┌─ Records supplied

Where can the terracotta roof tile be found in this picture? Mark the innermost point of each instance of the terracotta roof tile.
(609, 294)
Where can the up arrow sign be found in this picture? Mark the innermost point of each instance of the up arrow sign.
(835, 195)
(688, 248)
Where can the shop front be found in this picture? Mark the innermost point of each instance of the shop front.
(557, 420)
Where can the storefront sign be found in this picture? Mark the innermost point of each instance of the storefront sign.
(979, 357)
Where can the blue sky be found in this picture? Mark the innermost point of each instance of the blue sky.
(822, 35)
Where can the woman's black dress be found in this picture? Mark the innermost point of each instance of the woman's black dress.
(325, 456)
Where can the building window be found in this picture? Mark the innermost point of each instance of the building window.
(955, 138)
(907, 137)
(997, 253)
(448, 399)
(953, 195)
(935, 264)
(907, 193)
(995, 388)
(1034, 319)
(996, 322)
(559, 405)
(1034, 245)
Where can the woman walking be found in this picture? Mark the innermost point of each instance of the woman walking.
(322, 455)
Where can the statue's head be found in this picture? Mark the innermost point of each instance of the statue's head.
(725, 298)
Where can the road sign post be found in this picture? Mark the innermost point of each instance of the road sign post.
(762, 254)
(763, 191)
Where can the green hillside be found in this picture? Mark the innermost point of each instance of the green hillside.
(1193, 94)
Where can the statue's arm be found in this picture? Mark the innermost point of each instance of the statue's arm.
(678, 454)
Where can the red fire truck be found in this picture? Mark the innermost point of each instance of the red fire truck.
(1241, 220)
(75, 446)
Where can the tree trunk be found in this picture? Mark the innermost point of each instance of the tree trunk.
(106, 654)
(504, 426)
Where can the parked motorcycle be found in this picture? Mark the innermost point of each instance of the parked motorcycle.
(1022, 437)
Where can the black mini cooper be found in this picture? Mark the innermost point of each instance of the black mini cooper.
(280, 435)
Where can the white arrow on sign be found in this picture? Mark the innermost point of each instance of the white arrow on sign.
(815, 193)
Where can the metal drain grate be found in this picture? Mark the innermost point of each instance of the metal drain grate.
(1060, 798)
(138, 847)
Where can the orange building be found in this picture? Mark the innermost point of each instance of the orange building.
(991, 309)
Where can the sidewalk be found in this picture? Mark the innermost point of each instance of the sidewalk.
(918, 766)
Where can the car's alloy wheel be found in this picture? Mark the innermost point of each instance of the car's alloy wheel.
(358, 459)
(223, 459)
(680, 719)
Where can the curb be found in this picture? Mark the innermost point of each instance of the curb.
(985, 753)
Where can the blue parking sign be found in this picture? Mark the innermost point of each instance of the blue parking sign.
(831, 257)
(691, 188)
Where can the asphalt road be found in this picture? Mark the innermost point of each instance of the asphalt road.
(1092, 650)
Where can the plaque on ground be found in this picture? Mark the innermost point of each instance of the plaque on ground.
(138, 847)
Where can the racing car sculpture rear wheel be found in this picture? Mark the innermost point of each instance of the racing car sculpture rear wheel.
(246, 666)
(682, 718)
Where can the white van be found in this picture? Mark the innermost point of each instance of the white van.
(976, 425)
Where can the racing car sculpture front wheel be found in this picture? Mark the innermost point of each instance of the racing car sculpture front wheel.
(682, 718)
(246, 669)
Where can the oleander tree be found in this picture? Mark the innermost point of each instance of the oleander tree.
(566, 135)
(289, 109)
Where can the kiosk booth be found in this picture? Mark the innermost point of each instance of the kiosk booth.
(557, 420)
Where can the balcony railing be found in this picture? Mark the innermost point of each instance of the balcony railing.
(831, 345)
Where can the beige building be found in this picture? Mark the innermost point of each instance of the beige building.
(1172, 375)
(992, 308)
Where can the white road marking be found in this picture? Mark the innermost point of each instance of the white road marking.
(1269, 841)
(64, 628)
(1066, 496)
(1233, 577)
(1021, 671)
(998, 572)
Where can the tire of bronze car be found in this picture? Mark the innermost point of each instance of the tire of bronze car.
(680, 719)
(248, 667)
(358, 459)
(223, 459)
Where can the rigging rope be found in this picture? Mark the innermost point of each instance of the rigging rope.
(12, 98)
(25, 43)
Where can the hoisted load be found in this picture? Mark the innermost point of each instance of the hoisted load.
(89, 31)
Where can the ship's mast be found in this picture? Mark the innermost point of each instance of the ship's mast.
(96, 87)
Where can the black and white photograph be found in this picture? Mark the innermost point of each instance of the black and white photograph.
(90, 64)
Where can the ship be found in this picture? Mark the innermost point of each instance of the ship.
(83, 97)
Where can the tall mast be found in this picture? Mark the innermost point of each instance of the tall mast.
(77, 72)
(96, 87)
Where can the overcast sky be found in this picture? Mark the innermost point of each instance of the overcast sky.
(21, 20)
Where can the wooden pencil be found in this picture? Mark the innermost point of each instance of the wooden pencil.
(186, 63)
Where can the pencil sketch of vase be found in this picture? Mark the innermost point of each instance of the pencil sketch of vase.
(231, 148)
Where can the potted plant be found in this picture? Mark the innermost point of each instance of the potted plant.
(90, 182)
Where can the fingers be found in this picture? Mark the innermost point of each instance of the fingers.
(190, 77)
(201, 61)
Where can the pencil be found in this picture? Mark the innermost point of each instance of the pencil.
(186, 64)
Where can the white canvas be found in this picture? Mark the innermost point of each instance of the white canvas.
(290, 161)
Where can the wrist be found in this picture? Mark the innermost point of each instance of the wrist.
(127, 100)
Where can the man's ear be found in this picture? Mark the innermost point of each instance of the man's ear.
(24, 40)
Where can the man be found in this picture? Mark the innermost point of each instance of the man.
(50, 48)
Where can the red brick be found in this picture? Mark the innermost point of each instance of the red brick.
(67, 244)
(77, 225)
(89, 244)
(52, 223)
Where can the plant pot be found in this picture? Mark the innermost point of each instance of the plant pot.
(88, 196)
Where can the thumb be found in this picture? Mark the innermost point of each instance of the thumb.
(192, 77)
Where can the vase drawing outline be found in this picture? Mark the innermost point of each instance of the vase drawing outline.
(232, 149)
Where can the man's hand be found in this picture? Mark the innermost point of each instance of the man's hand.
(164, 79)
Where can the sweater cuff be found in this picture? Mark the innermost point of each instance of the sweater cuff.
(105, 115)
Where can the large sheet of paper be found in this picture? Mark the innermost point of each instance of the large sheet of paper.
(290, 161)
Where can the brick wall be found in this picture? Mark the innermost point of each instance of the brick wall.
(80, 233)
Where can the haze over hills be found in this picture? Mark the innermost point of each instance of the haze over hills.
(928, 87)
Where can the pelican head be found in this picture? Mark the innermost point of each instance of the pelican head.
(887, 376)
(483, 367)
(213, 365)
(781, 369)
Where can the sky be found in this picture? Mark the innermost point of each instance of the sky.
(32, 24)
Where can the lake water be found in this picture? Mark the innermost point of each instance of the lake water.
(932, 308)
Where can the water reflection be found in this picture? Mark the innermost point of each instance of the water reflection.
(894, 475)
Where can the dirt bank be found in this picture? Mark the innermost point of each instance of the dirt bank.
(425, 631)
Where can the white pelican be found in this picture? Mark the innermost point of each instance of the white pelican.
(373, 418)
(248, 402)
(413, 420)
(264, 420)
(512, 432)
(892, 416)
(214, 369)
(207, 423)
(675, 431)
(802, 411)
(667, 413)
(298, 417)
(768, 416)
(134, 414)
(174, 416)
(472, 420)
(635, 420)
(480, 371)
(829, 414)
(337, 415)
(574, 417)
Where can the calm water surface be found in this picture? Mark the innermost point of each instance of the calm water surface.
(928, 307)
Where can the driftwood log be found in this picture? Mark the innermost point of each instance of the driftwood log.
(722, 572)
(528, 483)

└─

*Goal*
Give again only the lines starting at the one that contains "Where can the brick" and running to the end of the data.

*Exercise result*
Where can the brick wall be found in this picture? Mark the innermost point of each instance of the brick wall.
(80, 233)
Where can the haze over hills be found in this picture? Mark the innermost point of each instance of the haze over hills.
(928, 87)
Where can the pelican head be found in this picture? Mark the innermost point of each instance of the pelican head.
(887, 376)
(483, 367)
(213, 365)
(781, 369)
Where can the sky be found in this picture? Mark the innermost point of each instance of the sky.
(32, 24)
Where can the lake water be found in this picture? Mark the innermost point of each instance of the lake water.
(932, 308)
Where can the water reflection be found in this picture? Mark the innermost point of each instance of the water reflection.
(894, 475)
Where can the dirt bank be found in this picture? Mark the innermost point of each instance of the dirt bank.
(425, 631)
Where can the white pelican be found in this picture? Mark the innermost point of each instance of the white pelican.
(373, 418)
(248, 402)
(413, 420)
(264, 420)
(512, 432)
(892, 416)
(214, 369)
(207, 423)
(675, 431)
(802, 411)
(667, 413)
(298, 417)
(768, 416)
(134, 414)
(174, 416)
(472, 420)
(635, 420)
(480, 371)
(829, 414)
(337, 415)
(574, 417)
Where can the calm water surface be found in this picture? Mark the innermost point of each instance of the calm water surface.
(928, 307)
Where can the driftwood log be found in this picture? Mark the innermost point of each instance of the driftwood log.
(722, 572)
(528, 483)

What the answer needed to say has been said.